**INFORMATION SHOWN:**
%%

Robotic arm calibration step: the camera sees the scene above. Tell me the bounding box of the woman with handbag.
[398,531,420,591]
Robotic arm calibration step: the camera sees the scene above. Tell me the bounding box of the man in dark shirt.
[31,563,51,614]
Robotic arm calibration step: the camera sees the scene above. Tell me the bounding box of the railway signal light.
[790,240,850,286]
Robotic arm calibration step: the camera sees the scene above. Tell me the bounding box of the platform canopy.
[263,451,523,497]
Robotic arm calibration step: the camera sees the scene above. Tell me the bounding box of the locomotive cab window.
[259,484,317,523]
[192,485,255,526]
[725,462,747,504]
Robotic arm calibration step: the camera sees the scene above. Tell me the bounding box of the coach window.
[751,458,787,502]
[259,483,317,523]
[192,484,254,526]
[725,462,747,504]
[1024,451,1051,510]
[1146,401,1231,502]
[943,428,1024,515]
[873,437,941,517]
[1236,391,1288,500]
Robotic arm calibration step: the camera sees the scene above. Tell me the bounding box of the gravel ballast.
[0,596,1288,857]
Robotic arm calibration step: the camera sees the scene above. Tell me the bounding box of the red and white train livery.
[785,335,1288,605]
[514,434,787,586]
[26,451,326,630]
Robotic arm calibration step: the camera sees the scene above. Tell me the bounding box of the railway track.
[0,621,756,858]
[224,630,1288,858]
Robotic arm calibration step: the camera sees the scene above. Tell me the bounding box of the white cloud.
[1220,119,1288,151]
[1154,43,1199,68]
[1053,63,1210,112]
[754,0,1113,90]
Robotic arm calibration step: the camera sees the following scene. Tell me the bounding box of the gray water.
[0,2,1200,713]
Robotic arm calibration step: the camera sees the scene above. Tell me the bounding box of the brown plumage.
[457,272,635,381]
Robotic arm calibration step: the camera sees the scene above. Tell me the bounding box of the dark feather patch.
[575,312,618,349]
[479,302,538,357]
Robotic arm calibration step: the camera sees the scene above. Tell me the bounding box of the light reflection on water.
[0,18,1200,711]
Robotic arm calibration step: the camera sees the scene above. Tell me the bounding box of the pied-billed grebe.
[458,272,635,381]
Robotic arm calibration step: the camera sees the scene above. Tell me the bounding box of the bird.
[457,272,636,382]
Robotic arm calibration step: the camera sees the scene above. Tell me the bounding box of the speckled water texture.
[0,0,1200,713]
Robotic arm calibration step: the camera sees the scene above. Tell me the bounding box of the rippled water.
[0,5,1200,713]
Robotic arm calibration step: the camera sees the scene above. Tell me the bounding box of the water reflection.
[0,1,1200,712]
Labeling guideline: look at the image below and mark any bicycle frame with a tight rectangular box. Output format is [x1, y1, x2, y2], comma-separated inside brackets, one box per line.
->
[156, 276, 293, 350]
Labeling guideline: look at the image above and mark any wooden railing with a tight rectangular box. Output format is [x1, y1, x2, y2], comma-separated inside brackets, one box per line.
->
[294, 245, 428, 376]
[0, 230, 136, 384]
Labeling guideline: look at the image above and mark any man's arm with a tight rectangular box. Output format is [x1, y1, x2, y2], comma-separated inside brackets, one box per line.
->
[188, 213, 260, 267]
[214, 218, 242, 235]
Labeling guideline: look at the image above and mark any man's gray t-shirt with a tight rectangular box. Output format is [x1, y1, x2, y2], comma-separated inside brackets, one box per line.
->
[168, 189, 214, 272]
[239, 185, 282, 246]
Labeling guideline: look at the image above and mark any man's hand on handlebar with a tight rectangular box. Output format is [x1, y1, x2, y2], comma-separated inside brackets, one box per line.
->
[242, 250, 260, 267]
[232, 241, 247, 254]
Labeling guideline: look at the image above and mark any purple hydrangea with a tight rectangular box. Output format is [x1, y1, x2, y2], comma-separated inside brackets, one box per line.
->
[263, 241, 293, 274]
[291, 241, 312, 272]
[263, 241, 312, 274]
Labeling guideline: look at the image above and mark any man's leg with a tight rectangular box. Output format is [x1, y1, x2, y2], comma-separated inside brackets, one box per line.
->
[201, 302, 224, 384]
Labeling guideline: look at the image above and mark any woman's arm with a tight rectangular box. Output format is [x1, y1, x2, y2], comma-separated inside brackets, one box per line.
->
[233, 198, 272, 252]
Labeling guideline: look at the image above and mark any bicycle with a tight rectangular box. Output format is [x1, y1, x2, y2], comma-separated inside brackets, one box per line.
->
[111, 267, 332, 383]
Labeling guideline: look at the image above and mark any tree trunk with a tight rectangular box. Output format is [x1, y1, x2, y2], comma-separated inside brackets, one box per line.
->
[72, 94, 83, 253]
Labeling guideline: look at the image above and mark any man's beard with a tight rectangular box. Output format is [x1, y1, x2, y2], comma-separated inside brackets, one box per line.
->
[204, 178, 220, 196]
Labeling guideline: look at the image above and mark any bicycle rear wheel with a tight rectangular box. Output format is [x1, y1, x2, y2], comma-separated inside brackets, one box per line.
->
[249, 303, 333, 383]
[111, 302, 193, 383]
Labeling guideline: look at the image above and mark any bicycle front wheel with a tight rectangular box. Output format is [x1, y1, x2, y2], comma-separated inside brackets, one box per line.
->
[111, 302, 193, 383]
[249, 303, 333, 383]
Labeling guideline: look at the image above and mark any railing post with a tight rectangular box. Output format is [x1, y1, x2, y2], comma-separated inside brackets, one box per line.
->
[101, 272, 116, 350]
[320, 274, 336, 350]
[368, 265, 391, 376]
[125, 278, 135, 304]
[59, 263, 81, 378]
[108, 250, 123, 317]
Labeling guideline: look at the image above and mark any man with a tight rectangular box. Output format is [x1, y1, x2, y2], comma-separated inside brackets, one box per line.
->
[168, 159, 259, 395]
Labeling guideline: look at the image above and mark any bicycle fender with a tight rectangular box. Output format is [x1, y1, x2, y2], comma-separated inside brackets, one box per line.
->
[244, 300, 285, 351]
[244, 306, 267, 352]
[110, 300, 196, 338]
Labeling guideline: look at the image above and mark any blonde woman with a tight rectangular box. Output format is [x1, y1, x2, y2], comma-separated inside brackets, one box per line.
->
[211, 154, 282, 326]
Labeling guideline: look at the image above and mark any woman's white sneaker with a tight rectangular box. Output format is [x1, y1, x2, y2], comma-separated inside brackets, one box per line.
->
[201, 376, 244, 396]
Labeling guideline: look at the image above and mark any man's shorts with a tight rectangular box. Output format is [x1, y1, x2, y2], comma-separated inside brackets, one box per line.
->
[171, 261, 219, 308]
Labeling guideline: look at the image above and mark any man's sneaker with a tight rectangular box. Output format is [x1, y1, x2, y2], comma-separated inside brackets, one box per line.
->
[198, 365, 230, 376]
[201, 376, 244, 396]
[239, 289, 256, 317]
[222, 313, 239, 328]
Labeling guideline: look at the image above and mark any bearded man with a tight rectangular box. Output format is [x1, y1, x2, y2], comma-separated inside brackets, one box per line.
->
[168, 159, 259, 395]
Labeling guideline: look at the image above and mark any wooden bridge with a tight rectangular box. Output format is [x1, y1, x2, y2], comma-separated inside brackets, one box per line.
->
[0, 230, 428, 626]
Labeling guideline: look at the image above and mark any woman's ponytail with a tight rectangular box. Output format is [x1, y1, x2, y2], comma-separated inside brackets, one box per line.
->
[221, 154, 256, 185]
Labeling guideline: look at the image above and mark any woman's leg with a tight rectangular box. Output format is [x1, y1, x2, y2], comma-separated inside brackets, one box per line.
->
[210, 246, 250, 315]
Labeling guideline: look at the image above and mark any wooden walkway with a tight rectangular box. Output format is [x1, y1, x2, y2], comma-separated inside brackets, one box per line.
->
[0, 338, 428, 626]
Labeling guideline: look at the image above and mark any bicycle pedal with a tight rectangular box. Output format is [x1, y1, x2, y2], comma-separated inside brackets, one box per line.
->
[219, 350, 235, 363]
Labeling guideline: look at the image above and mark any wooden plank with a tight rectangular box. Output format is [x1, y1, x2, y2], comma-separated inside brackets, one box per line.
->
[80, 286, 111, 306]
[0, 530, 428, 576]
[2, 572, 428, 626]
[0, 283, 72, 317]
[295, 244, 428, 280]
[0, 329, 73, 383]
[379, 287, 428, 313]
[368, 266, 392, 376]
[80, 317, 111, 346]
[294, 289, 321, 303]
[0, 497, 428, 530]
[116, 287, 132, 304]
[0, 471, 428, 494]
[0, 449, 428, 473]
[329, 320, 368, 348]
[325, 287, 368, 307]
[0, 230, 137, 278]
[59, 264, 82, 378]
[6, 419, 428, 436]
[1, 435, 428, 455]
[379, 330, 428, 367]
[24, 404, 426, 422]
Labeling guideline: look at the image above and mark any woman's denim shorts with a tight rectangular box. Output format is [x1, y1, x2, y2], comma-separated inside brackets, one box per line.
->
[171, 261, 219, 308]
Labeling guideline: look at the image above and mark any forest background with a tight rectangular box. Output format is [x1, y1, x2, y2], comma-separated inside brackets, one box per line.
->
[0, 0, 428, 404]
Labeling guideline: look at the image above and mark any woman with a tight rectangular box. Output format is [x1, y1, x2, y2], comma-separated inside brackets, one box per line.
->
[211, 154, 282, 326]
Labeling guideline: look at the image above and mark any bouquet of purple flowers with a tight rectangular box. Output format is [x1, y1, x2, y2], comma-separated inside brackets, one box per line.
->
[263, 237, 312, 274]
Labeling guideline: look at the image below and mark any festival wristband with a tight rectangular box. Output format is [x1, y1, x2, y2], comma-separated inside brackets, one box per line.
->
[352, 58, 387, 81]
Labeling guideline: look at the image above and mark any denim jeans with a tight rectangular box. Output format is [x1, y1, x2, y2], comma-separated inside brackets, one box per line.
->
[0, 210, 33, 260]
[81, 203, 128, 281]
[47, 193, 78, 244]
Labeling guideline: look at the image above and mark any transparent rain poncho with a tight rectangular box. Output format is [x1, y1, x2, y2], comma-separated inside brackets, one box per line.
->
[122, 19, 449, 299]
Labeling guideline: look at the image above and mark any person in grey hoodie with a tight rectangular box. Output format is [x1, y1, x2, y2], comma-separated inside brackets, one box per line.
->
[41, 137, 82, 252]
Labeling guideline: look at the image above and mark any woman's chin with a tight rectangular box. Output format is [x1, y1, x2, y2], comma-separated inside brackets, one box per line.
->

%%

Please copy the lines from the one containing "any woman's denim" through the last line, both included, character for character.

Labeling guideline: look at the image above and mark any woman's denim shorts with a tight rectangular box. Output format is [x1, y1, x2, y2], comma-separated inside brackets, one box per line.
->
[171, 261, 219, 308]
Labeling guideline: look at the image above and mark any forest background with a tight rectangular box. Output format is [x1, y1, x2, y2], comma-separated inside brackets, one box per line.
->
[0, 0, 428, 404]
Labeling guideline: look at the image above and mark any woman with a tight rectangular box. Output format is [x1, y1, x2, y2], comma-separated inside brackets, one box per line.
->
[211, 154, 282, 326]
Labeling guideline: look at the image above and mark any bouquet of purple flowers with a tight rectangular box. Output format is [x1, y1, x2, y2], comma-separated inside brackets, one box per line.
->
[263, 237, 312, 274]
Labeling guideline: look at the image below and mark any festival wristband with a tight rectangular box. Output format is [x1, y1, x2, y2], comma-separated inside brackets, one box per line.
->
[352, 58, 387, 81]
Labeling guideline: look at the image above and mark any denim jeans with a tight rectangular box. Output format is [x1, y1, x2, y2], comma-separated inside brackets, one box per line.
->
[0, 210, 33, 260]
[81, 203, 128, 281]
[47, 193, 78, 244]
Labeling guideline: look at the image above and mark any transparent rain poncho with a tight rectangular box. Output format is [x1, y1, x2, y2], comma-separated inside brackets, one box per line.
->
[122, 19, 449, 299]
Labeling guideline: look at the image above and mark any person in grey hoodie with a tight rectangular box. Output format is [x1, y1, x2, y2], comma-separated inside brackets, one box per line.
->
[41, 137, 82, 252]
Labeling guideline: look at the image above and mark any woman's chin with a tight rectangular box. Output format is [x1, y1, x2, y2], comma-separated inside brackets, one box per line.
->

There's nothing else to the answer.